■ Exercise prompt
Please give every line of the material from the one containing "like [[933, 139]]." down to the one containing "[[373, 264]]", both included, as a JSON list of strings with one string per line and blank lines left out. Include no other lines.

■ Material for this task
--- start ---

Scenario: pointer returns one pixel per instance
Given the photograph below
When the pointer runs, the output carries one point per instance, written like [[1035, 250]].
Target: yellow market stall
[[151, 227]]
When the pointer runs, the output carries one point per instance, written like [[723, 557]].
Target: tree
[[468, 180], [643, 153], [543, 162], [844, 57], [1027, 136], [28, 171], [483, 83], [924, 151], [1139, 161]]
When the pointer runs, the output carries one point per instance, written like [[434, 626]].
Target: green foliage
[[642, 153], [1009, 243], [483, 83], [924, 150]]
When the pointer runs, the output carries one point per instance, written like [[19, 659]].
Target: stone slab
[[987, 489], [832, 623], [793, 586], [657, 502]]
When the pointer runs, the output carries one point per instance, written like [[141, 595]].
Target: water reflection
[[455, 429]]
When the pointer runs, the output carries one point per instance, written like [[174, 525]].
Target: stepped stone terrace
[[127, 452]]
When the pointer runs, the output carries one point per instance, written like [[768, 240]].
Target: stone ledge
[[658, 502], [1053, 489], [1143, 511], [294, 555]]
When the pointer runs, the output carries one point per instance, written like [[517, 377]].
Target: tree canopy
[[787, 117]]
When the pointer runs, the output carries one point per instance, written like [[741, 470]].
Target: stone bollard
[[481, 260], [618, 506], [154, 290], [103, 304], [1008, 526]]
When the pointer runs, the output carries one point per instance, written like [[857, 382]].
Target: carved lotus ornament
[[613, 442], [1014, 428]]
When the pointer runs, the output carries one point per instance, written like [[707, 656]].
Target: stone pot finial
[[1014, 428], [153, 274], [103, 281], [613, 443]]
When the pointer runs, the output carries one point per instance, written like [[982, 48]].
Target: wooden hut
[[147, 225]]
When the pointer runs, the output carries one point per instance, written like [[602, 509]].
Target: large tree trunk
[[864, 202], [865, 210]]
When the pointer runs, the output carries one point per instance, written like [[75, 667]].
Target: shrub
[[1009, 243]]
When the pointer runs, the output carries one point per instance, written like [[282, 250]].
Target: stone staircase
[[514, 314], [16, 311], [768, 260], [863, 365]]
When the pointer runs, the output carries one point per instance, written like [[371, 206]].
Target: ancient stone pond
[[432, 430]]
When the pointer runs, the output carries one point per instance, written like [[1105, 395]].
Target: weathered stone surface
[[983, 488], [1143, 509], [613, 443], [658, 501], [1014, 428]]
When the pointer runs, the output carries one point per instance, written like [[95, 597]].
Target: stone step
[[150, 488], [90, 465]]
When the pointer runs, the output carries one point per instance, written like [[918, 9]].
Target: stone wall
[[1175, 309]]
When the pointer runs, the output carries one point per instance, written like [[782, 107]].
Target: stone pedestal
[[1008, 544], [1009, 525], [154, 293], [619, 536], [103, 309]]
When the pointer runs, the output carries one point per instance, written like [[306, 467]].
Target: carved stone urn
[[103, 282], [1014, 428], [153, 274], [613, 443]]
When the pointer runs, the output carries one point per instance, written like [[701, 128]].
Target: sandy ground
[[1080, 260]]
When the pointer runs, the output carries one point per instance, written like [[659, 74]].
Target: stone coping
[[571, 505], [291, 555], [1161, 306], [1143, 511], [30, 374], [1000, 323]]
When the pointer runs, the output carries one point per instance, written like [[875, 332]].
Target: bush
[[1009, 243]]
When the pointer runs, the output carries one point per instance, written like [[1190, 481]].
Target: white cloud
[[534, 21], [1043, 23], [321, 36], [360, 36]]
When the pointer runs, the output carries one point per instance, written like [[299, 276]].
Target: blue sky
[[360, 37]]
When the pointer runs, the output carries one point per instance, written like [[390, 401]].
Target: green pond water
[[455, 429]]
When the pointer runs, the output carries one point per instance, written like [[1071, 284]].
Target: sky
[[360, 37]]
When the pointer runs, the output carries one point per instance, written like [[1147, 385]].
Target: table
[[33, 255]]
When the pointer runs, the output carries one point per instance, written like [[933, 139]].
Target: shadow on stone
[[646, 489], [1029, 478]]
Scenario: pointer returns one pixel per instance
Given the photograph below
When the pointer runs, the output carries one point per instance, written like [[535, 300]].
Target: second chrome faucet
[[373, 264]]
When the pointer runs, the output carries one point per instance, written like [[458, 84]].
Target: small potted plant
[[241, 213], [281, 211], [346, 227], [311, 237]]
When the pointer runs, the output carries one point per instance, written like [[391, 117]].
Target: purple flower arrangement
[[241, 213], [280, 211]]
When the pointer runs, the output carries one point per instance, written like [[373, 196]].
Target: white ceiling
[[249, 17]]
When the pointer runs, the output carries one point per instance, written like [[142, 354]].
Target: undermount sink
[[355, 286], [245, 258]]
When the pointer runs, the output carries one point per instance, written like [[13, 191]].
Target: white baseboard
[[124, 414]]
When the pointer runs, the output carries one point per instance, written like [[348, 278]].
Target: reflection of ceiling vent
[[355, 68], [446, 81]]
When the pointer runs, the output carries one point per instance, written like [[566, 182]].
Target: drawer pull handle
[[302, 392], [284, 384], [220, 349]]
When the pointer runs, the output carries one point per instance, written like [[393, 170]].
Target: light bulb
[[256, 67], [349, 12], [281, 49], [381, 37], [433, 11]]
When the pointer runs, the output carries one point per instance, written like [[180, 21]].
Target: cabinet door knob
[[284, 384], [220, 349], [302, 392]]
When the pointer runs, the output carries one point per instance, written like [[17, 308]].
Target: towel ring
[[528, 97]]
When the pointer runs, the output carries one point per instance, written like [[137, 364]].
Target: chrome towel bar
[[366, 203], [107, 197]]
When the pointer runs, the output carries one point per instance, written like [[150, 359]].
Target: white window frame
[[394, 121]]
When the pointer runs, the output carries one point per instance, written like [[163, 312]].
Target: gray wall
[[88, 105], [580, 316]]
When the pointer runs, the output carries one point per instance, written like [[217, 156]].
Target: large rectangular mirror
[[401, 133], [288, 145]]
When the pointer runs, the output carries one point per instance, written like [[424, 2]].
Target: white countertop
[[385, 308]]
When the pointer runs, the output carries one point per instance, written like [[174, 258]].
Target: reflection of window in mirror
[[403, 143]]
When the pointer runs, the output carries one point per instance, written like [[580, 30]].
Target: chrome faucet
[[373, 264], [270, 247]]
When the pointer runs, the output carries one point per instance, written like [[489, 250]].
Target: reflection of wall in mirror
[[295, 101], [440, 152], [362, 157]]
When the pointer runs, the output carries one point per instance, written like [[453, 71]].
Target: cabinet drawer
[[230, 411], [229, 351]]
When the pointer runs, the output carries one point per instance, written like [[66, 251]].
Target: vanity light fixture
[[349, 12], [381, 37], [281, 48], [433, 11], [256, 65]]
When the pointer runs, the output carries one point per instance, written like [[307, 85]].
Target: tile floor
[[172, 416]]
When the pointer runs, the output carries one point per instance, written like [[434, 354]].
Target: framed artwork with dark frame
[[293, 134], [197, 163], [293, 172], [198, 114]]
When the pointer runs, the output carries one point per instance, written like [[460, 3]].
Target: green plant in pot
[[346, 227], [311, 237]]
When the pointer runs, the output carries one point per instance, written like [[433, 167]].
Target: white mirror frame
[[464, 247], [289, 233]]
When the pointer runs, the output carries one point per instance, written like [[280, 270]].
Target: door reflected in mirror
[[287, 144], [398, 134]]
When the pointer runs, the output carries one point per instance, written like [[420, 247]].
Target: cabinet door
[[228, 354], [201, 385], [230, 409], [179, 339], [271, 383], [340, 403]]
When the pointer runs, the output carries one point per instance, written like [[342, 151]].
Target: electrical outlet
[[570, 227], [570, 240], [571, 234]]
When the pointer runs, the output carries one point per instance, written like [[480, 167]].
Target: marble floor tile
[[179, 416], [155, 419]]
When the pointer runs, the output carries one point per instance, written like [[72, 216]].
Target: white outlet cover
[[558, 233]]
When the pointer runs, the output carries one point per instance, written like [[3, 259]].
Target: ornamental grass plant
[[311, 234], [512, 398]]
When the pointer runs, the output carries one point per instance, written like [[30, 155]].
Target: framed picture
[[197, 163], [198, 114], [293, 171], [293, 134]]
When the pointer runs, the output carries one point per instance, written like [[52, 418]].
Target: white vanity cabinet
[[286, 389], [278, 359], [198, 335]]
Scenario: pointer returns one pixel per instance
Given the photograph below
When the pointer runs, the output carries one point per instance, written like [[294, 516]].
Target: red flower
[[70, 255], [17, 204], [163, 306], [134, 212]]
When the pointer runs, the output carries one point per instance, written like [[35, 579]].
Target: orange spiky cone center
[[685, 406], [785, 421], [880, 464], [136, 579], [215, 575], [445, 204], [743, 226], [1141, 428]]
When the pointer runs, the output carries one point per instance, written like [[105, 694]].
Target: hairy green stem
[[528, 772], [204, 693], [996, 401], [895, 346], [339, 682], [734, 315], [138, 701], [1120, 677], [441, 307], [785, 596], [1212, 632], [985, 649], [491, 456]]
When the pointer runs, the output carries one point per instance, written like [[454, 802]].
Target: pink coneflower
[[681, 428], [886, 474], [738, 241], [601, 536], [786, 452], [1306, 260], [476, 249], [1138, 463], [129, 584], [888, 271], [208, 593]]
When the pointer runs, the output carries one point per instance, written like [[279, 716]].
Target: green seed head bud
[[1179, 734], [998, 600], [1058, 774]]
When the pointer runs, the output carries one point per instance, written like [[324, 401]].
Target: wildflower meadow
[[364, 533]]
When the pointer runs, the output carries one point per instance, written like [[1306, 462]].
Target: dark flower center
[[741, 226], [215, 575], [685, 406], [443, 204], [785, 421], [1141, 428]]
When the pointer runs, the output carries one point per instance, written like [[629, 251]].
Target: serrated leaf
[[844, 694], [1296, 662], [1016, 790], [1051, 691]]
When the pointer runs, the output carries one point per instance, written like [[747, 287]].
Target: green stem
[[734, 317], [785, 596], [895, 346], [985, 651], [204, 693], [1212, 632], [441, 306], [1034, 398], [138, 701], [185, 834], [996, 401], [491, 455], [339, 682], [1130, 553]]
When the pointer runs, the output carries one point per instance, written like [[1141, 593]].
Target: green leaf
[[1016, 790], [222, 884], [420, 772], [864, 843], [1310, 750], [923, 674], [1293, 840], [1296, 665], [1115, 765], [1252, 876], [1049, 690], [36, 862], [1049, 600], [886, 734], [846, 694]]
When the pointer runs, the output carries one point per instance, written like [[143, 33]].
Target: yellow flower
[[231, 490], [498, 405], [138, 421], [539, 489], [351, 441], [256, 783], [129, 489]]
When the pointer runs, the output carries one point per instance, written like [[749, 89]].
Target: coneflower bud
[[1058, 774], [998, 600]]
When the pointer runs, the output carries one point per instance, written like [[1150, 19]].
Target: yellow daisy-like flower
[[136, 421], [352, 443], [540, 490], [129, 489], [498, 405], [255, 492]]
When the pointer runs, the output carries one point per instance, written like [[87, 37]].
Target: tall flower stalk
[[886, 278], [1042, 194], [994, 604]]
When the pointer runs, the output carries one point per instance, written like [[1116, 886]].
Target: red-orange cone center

--- end ---

■ Answer to this task
[
  "When the pointer runs, the output carries one point per instance, written like [[933, 139]].",
  "Target: shadow on stone",
  "[[646, 489], [1029, 478]]",
  "Scenario: pointer returns one pixel per instance",
  "Given the photograph below",
  "When the pointer runs, the output carries one point per instance, written like [[535, 300]].",
  "Target: second chrome faucet",
  "[[373, 264]]"
]